*Excerpt to read*
Subject Re: [firebird-support] firebird database table using too many data pages
Author Helen Borrie
At 08:07 AM 11/07/2007, you wrote:
>Hello over there,
>
>I hope someone could help me in with the following problem:
>
>I have a firebird 1.5 database which has a table named FaxMessage
>having 11397 records, each records uses about 200 bytes and
>according to database statistics this table takes 39801 data pages and
>257577 data page slots ( page size is 4096 bytes ). In the same
>database there is another table named SmtpMessage which has 98527
>records each taking about 200 bytes, but this table uses only 4466
>data pages and the same ammount of data page slot. Records are never
>deleted from these tables and access pattern to both tables is alike.
>
>How is it possible that FaxMessage table is wasting that lot of space ?
>
>Could it be because of a misbehaving application ?

Firebird requests space from the operating system in chunks of
<page_size> -- 4 Kb in this case -- whenever it needs to write
something and it cannot find enough existing space in which to write
it. Any space it acquires remains part of the database permanently
and is re-used when it becomes available after database housecleaning.

Firebird has "multi-version architecture" (MVA), which means that
each transaction that succeeds in posting an update or delete to the
database causes the old version of the record to be retained in the
database as long as its data remains "interesting". It will be
"interesting" until all transactions that have accessed that record
have completed (have committed or rolled back).

As these old record versions become not "interesting", they are
flagged by the engine for garbage collection (GC). How GC works
depends on the model of Firebird: in Superserver, it is a background
process that jumps in when there is idle time and tries to clean up
any freed old record versions. In Classic, the garbage collection
happens whenever a user accesses a table. From Fb 2.0 onward, GC is
a mixture of both styles, occurring opportunistically.

A misbehaving application could have the effect of tying up a lot of
space with garbage that can't be collected. Applications are
responsible for transactions. If the application doesn't take good
care to "hard commit" its read/write transactions regularly, then old
record versions cannot escape from their "interesting" status.

*Dataset excerpts*
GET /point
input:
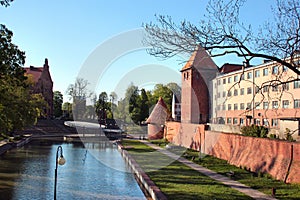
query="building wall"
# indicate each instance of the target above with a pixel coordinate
(264, 100)
(257, 154)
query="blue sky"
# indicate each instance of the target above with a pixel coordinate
(67, 32)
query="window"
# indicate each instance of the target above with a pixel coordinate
(265, 72)
(265, 122)
(249, 75)
(274, 88)
(275, 122)
(224, 93)
(186, 76)
(235, 106)
(242, 91)
(297, 103)
(235, 92)
(256, 89)
(249, 106)
(265, 105)
(257, 121)
(296, 84)
(275, 70)
(235, 78)
(223, 107)
(242, 77)
(256, 73)
(285, 103)
(285, 86)
(249, 90)
(257, 105)
(228, 120)
(274, 104)
(242, 106)
(235, 120)
(265, 88)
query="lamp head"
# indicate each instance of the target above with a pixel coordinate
(61, 160)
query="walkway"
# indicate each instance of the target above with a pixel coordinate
(225, 180)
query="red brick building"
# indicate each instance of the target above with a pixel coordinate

*Instructions*
1) Please copy out all of the point-labeling rows word for word, omitting the pictures.
2) Write the next part of the Firebird reply, picking up right after its final sentence.
The Firebird reply and the rows have no connection to each other.

*Response list*
1)
GET /point
input:
query="building wall"
# indicate each instance of the target above with a pixel coordinate
(264, 100)
(257, 154)
query="blue sky"
# indicate each instance of the target above with a pixel coordinate
(67, 32)
query="window"
# indicate each instance of the target above with a pixel coordinate
(265, 72)
(265, 122)
(249, 75)
(274, 88)
(275, 122)
(224, 93)
(186, 76)
(235, 106)
(242, 91)
(297, 103)
(235, 92)
(256, 89)
(249, 106)
(265, 105)
(257, 121)
(296, 84)
(275, 70)
(235, 78)
(223, 107)
(242, 77)
(256, 73)
(285, 103)
(285, 86)
(249, 90)
(257, 105)
(228, 120)
(274, 104)
(242, 106)
(235, 120)
(265, 88)
query="lamp head"
# indicate each instance of the target above with a pixel coordinate
(61, 160)
query="walkway"
# indicate each instance of the target above with a pixel coordinate
(225, 180)
query="red brick building"
# indicate each instance of the target above with a pixel coordinate

2)
Long-running read/write transactions are the bane of an MVA
database. Database file size inflation is not the only effect, or
even the worst effect. Performance can deteriorate noticeably over
the course of time, notably in applications written with transactions
that use a Commit Retaining feature, a.k.a "soft commit". With this
setting, the transaction's work *does* get committed, but the
transaction is then effectively "restarted". Those "soft-committed"
records don't get cleared for GC, the engine has no choice but to
keep requesting more pages for writing new data and, indeed, you
could say that "space gets wasted".

There are a lot of applications around that use(d) the Borland Delphi
VCL data components. Borland made soft commits a "feature" of its
data access architecture as part of an overall approach to "dumb
down" database programming. Its Borland Database Engine (BDE) makes
it possible for programmers to write database application code
without knowing much about how the underlying database engine
works. In particular, it makes it possible for a programmer who
doesn't understand transactions management and multi-user concurrency
to ignore transactions altogether. The BDE drivers treated
client/server databases such as Firebird, InterBase, SQL Server,
Oracle, etc., as though they were a desktop database system,
specifically Paradox. (The BDE is the Paradox engine...)

The BDE is ancient history now, yet there are still developers out
there who try to use it. It is possible to configure the BDE to
behave more reasonably with InterBase and Firebird but the
all-too-common case has been for programmers to ignore such niceties
and go with the defaults.

The cost of such simplification for database backends that were
designed for multi-user use on networks, with transaction isolation
for achieving concurrency, is poorly-performing, bloated databases.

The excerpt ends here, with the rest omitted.